* _Exercise requirements_:
a: Condense the paragraph of the Bank of England commentary beginning "The Governor of the Bank of England" into a short bulleted list that keeps its main facts.
b: Carry on the commentary about the Bank of England's Monetary Policy Committee from the point where it stops.
**** Text passage
Has the Bank of England’s Monetary Policy Committee quietly excused itself from its duty of keeping inflation down: namely, keeping the Consumer Prices Index (CPI) close to a 2 per cent target? I ask because the minutes of its September meeting, released today, show little inclination to raise rates from their historic low of 0.1 percent, even though it predicts that inflation will rise above 4 per cent and stay there at least into the second quarter of 2022.

You can argue that inflation isn’t everything, that growth matters more and that monetary policy should not obsess about short-term targets. But surely the whole purpose of the MPC, as set up by Gordon Brown in 1997, was to stick to this narrow objective of being inflation within a narrow band – all else was politics and therefore the job of the Chancellor, not an unelected body of bankers and economists. If the Chancellor wanted more growth he had the option of changing the MPC’s target – it wasn’t the MPC’s role to decide that controlling inflation should come second to other economic objectives.


The Governor of the Bank of England and chairman of the MPC were meant to be obliged to write to the Chancellor to explain why inflation had overshot or undershot their target by more than one percent. But there was no hint of shame in the letter just written by Andrew Bailey after a higher-than-expected rise in CPI to 3.2 percent in August. On the contrary, he cheerfully admitted that inflation would overshoot the MPC’s target for the next year. The committee has refrained from acting, however, on the grounds that cost pressures in the global economy are ‘transitory’.
********
**** Data
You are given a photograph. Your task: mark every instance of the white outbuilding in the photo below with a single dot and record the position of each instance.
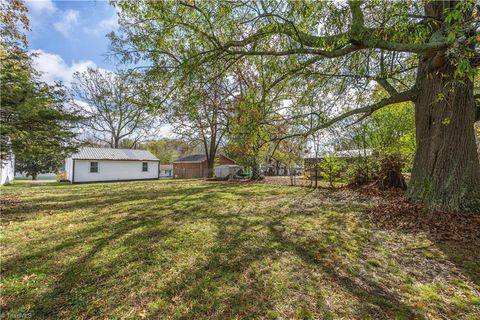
********
* _Final answers_:
a:
- The Governor of the Bank of England, who chairs the MPC, was meant to write to the Chancellor explaining any miss of the inflation target by more than one percent.
- Andrew Bailey's letter, written after CPI rose higher than expected to 3.2 percent in August, showed no hint of shame.
- He cheerfully admitted that inflation would overshoot the target for the next year.
- The committee has not acted, on the grounds that cost pressures in the global economy are "transitory."

b:
The MPC minutes justify its inaction on interest rates by stating:

The MPC’s remit is clear that the inflation target applies at all times, reflecting the primacy of price stability in the UK monetary policy framework. The framework also recognises that there will be occasions when inflation will depart from the target as a result of shocks and disturbances.

The last sentence is the get-out cause – it has awarded itself the right to tolerate above-target inflation so long as it can argue that inflationary pressures are the result of a ‘shock’ or ‘disturbance’. That could encompass a pretty wide set of events. Indeed, does history record any episode of inflation that was not caused by some kind of shock or disturbance?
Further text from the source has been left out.